◆ **SET EXERCISE**
From the line containing "the green flower" down to the last line of the material, return those lines verbatim and only those.
• • • • • • •
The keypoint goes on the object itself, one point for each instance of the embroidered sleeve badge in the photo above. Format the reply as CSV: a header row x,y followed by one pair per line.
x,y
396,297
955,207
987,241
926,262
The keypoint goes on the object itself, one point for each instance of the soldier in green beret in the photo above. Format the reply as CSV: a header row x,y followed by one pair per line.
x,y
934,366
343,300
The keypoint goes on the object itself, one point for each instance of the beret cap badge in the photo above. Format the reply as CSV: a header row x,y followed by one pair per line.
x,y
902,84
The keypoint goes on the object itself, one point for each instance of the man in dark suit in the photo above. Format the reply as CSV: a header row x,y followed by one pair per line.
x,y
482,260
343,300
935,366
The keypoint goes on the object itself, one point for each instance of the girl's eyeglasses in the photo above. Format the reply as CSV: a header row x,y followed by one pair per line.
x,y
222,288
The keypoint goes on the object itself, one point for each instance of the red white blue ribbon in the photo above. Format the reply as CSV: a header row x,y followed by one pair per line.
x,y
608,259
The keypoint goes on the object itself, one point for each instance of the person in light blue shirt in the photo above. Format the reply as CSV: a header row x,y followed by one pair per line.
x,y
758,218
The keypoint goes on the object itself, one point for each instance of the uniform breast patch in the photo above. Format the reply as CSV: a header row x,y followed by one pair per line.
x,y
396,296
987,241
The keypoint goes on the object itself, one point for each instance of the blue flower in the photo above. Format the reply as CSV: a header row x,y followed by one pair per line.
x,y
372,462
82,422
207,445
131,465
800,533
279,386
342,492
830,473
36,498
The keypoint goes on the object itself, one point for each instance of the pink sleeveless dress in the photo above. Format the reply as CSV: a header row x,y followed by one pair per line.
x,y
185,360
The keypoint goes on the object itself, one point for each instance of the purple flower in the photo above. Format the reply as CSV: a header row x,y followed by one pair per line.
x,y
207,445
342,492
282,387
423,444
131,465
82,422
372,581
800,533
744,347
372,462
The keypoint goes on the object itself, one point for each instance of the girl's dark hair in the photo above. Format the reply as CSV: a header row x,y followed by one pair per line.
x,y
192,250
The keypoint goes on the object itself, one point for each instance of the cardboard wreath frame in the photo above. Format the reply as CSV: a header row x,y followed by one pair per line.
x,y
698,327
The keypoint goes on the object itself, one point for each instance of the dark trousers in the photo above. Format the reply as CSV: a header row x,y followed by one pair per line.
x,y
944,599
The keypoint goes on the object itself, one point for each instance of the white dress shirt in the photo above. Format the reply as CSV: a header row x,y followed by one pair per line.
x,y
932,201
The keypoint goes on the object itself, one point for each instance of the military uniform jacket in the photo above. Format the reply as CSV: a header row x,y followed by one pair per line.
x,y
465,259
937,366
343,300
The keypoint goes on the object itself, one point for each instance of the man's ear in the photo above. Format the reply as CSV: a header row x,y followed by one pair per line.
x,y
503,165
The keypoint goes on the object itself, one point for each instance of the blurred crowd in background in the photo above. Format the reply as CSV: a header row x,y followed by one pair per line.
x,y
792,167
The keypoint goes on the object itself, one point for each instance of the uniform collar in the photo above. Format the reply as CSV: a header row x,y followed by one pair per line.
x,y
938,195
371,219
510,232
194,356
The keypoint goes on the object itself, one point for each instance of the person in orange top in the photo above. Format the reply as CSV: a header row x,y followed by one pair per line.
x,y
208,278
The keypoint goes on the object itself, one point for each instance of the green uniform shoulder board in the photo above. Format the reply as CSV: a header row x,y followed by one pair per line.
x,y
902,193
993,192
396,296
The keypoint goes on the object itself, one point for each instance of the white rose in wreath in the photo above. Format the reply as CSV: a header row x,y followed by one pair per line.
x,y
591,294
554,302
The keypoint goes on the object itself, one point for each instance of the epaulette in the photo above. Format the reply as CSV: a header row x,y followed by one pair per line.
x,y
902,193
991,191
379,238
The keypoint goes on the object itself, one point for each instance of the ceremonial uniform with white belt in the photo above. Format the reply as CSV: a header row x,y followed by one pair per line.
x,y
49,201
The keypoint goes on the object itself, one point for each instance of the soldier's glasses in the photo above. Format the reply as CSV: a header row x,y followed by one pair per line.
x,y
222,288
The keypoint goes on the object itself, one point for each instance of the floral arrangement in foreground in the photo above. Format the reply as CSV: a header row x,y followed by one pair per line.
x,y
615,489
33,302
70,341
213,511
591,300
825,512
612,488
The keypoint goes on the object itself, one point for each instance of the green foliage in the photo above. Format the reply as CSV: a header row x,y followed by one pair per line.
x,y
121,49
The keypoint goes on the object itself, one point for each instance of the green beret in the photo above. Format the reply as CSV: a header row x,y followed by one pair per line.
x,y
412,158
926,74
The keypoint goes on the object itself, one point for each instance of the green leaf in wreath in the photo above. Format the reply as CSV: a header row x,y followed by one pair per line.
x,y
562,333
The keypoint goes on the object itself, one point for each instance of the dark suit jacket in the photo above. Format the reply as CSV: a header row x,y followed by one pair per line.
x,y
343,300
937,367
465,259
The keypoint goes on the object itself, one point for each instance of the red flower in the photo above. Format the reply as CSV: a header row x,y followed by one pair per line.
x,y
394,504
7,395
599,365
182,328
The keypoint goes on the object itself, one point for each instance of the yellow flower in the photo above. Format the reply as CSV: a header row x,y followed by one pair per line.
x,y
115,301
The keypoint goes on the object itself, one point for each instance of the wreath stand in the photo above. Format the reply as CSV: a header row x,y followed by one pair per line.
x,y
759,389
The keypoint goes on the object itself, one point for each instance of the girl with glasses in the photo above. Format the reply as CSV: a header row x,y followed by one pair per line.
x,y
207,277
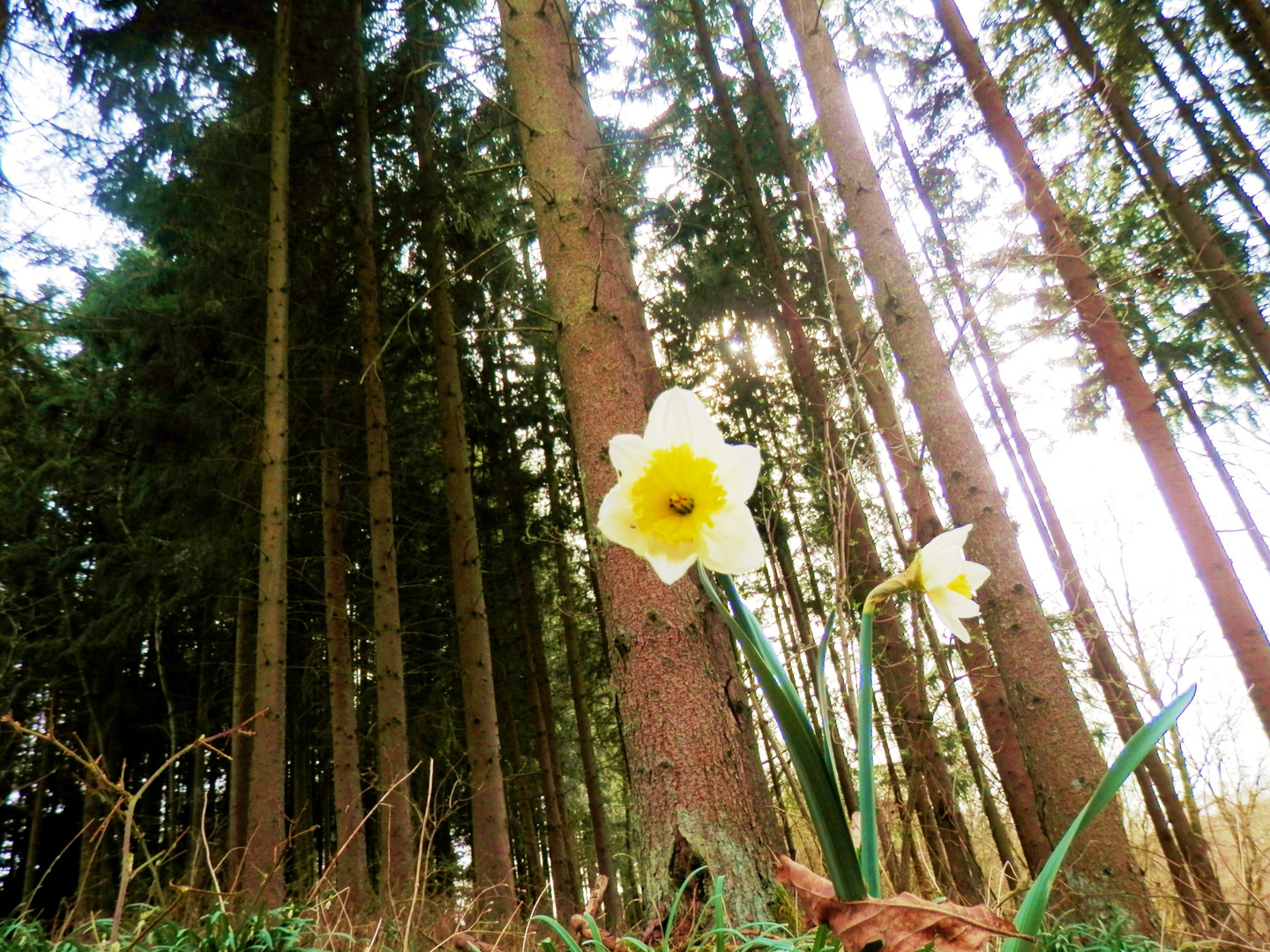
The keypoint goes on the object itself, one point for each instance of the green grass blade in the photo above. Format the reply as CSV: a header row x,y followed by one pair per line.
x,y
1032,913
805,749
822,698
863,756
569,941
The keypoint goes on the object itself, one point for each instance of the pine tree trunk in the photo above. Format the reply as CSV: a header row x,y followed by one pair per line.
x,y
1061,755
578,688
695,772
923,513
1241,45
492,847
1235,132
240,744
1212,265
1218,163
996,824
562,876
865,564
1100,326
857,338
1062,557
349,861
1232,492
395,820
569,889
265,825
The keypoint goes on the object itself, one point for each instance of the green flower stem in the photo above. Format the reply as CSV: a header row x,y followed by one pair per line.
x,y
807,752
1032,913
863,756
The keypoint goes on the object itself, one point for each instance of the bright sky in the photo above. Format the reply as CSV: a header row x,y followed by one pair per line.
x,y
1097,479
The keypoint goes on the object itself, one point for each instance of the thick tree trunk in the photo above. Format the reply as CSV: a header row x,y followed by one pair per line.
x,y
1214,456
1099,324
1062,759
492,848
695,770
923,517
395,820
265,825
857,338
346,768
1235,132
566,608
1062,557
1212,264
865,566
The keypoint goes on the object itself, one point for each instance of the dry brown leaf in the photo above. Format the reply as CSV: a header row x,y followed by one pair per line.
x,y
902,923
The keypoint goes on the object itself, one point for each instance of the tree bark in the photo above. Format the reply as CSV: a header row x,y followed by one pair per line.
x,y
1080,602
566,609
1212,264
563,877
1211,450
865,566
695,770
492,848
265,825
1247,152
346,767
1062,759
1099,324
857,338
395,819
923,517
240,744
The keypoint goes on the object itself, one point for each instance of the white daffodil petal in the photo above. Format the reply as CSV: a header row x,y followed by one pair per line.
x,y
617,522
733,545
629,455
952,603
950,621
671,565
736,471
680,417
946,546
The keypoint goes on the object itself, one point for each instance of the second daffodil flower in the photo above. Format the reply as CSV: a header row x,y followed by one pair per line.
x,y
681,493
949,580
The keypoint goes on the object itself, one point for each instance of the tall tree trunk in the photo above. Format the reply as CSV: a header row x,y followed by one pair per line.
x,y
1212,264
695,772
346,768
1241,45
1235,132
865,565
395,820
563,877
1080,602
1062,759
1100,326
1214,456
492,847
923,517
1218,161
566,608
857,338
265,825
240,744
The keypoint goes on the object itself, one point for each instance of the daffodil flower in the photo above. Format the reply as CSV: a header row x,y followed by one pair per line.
• • • • • • •
◆ **FINISHED EXERCISE**
The keypoint goes on the object itself, one point for each instance of the green flower stem in the photo above. Format the reply as CSV: a header row x,y followed by one pair per line.
x,y
807,752
1032,913
863,756
The keypoint goes on the object itself, one point for each instance of the bright sky in the photo above. Format the reply as CSV: a header row x,y followed by one pair per line.
x,y
1097,479
The keypoint goes on the object itself, one point for each instance of the thick tree trunk in the photo above. Format the reply as CSV: a header row x,y followed by one pair per line.
x,y
1214,456
1099,324
1062,759
492,848
695,770
923,517
395,820
265,825
857,338
346,768
1235,132
566,608
1062,557
1212,264
865,566
The keypoint goes on the object itself, one point for each instance of the dry brown leaf in the photo above. Format the reply as CSV: a header row x,y followed by one pair per line.
x,y
902,923
The keypoint goes on the object itself, one point for each instance of the tree bark in the photo above. Format the reply as CSV: a header row x,y followed by one pair per line.
x,y
1080,602
566,609
1212,264
563,877
1211,450
865,566
695,770
492,848
265,825
1247,152
346,767
1062,759
1099,324
857,338
395,819
923,517
240,744
The keypoint goes on the object itself, one point for each instance of the white daffodil petal in the photo above. Format the reply as CSV: a header row x,y followed by one pair per line.
x,y
617,522
733,545
629,455
952,603
950,621
671,565
736,471
680,417
946,546
The keypoint goes on the object itself, one point for each instance of the second daffodil flower in the photo above. Format the reply as CSV: a header row x,y followed by one pair per line.
x,y
681,493
949,580
The keypoint goes on the object itself, one point for each instance of the tall tree trunk in the photo above. Format the reply as CSV: a header row x,y followed by one pair per line.
x,y
1212,264
695,772
346,768
1241,45
1235,132
865,565
395,820
563,877
1080,602
1062,759
1100,326
1214,456
492,847
923,517
1218,161
566,608
857,338
265,825
240,744
The keypoint goes on the object itself, one point for each instance of the daffodil flower in the photo above. Format the reply as CSV: a header row x,y followed by one pair per line.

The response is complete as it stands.